_Passage:_
Start of Block

Belgian startup Aelin Therapeutics SA is looking to harness that process by creating a novel platform for peptide-based drugs, based on an intimate understanding of the dynamics of protein folding and amyloid formation. The company, a spinout from the Flanders Institute of Biotechnology (Vlaams Instituut voor Biotechnologie; VIB) and the Catholic University of Leuven (Katholieke Universiteit Leuven; KU Leuven), is pursuing a distinctive strategy, which sets it apart from other players in that space. Instead of preventing protein misfolding and amyloid fibril formation, it aims to induce them in order to achieve a therapeutic benefit.
The Leuven-based firm is not focused on classical forms of amyloidosis, therefore. Its first-in-class "Pept-in" molecules, which selectively trigger amyloid cascades by binding aggregation-prone regions on their target proteins, have potential across broad swathes of human biology and beyond. The company's founders Frederic Rousseau and Joost Schymkowitz – who are co-leaders of the VIB Switch Laboratory at KU Leuven – have even demonstrated their ability to promote plant growth by de-repressing a negative regulator.
Despite the novelty of its technology, the company has landed what looks to be the second largest series A round in European biotechnology this year, from a deep-pocketed syndicate of investors. Participants in its €27 million (US$32.96 million)series A financing round include Life Sciences Partners, of Amsterdam; Brussels-based PMV; Novartis Venture Fund, of Basel, Switzerland; Boehringer Ingelheim Venture Fund, of Ingelheim, Germany; and Fund+, of Leuven.

End of Block

_Information shown:_
Start of Block

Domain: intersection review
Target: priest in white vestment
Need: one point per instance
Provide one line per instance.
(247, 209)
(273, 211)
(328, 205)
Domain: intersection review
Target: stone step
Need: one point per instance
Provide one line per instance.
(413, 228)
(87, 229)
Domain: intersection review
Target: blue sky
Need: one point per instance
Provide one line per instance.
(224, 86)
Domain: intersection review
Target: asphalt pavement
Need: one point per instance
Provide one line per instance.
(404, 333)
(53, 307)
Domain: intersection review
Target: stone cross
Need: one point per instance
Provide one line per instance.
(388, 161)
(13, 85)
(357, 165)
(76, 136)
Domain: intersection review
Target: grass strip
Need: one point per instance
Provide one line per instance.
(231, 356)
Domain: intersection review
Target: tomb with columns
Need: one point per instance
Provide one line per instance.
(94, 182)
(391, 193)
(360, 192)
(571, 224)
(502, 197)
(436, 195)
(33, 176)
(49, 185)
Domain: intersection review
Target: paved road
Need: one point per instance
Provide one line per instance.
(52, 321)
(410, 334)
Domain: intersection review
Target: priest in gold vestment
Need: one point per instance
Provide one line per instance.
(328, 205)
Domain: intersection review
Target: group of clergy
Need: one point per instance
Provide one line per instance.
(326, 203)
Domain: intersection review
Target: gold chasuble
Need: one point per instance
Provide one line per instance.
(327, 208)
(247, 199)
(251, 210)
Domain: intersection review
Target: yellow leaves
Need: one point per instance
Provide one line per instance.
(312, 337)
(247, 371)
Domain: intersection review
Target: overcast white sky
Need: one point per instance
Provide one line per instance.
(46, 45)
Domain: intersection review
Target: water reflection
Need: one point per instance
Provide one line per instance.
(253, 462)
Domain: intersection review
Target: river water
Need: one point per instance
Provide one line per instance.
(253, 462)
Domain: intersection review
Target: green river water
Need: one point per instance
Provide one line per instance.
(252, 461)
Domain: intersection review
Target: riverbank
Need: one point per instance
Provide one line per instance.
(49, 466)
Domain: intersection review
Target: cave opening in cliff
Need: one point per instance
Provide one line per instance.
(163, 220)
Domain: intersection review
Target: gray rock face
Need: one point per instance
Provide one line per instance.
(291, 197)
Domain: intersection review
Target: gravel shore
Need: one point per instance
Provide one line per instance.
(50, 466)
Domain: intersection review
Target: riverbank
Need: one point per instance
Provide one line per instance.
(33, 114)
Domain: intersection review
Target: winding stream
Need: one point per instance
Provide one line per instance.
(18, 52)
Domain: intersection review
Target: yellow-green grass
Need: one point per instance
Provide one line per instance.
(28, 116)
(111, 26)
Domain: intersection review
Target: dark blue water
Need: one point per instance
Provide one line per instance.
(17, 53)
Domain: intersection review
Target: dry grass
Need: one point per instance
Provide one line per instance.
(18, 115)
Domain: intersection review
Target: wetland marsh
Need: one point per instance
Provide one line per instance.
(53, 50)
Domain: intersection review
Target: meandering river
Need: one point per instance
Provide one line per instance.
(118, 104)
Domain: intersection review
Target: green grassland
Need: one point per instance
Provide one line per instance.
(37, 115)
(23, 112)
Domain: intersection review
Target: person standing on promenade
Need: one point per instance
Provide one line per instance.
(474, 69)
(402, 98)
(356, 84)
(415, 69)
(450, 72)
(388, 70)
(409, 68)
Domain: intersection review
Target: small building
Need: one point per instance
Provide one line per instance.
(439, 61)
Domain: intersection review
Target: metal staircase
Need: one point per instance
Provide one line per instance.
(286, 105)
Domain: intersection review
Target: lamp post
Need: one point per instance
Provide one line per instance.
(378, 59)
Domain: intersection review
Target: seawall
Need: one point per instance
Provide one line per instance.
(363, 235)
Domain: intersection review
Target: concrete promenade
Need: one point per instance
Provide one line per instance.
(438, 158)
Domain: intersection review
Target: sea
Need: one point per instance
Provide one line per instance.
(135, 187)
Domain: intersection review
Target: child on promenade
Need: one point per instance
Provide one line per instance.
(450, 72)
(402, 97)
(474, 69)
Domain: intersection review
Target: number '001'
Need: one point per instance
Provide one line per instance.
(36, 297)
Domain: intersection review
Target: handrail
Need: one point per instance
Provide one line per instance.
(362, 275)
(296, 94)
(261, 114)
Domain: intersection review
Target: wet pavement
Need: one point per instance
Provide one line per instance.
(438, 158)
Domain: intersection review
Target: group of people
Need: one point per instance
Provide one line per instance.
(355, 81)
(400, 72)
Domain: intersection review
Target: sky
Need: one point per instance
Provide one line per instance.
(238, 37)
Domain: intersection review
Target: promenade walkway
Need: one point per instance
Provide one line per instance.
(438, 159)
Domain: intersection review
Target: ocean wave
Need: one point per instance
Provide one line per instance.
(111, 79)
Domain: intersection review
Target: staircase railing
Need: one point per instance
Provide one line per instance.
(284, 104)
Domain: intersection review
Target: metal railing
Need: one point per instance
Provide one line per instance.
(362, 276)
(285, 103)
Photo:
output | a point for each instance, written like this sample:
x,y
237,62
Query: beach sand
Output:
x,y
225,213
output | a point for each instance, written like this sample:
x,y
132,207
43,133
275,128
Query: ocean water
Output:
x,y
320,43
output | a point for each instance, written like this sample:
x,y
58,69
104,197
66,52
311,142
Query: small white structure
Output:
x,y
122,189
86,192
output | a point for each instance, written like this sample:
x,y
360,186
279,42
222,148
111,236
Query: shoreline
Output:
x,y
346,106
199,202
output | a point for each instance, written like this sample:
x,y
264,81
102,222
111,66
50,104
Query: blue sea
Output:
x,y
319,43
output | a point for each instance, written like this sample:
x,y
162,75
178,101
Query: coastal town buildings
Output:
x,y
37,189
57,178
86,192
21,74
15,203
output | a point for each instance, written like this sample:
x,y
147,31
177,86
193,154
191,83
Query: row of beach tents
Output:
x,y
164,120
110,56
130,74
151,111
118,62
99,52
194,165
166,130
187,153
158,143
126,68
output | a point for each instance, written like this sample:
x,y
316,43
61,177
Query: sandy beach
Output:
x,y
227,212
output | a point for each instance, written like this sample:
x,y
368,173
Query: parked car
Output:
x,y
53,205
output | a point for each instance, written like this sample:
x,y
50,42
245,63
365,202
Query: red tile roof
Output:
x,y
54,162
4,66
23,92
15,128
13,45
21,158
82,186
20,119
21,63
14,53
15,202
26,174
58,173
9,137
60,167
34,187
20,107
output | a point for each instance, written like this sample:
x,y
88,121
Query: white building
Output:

End of Block

_Exercise tasks:_
A. Reproduce the passage on Aelin Therapeutics from "Despite the novelty" to "Fund+, of Leuven.".
B. Resume the passage on Aelin Therapeutics, writing on from its last sentence.
The material comes from a source separate from the passage on Aelin Therapeutics.

_Task responses:_
A.
Despite the novelty of its technology, the company has landed what looks to be the second largest series A round in European biotechnology this year, from a deep-pocketed syndicate of investors. Participants in its €27 million (US$32.96 million)series A financing round include Life Sciences Partners, of Amsterdam; Brussels-based PMV; Novartis Venture Fund, of Basel, Switzerland; Boehringer Ingelheim Venture Fund, of Ingelheim, Germany; and Fund+, of Leuven.

B.
"It's a combination of really groundbreaking technology, having a solid proof-of-concept data package and a very strong IP position," interim CEO Els Beirnaert told BioWorld. "We have now a number of investors around the table who are able to fund development to completion of phase I," added Beirnaert, who is also head of new ventures at VIB.
Its initial focus will be on antibacterial drugs. It will also establish a program in one other area, which has yet to be finalized. Oncology and autosomal dominant disease are both candidates.
"What you would be going after is those protein targets with a high turnover," Beirnaert said. In that context, the technology could be readily applied to antiviral drugs, too, given the massive scale of viral replication within infected cells. By initially targeting bacterial proteins, the company aims to side-step the obvious safety concerns that arise from triggering an amyloidogenic protein cascade in patients. Off-target cross-reactivity is unlikely to be an issue, Beirnaert said.
The whole process of protein targeting appears to be highly selective in any case. Rousseau's and Schymkowitz's group has already reported on its ability to target vascular endothelial growth factor receptor 2 (VEGFR2) using a peptide containing amyloidogenic fragments that it identified in the native VEGFR2 protein. Crucially, the peptide, termed vascin, was selectively toxic in cells that required VEGFR2 function, and it did not induce aggregation of known amyloidogenic proteins. It also reduced tumor growth in a VEGFR2-sensitive mouse model of melanoma. The data appeared in the Nov. 11, 2016, issue of Science, in a paper, titled "De novo design of a biologically active amyloid."
The group has also reported proof-of-concept data in a mouse model of sepsis, using aggregating peptides identified in a screen against methicillin-resistant Staphylococcus aureus. The precise molecular targets were not reported in that study, which appeared in the March 2016 issue of Molecular Microbiology, in a paper, titled "Protein aggregation as an antibiotic design strategy."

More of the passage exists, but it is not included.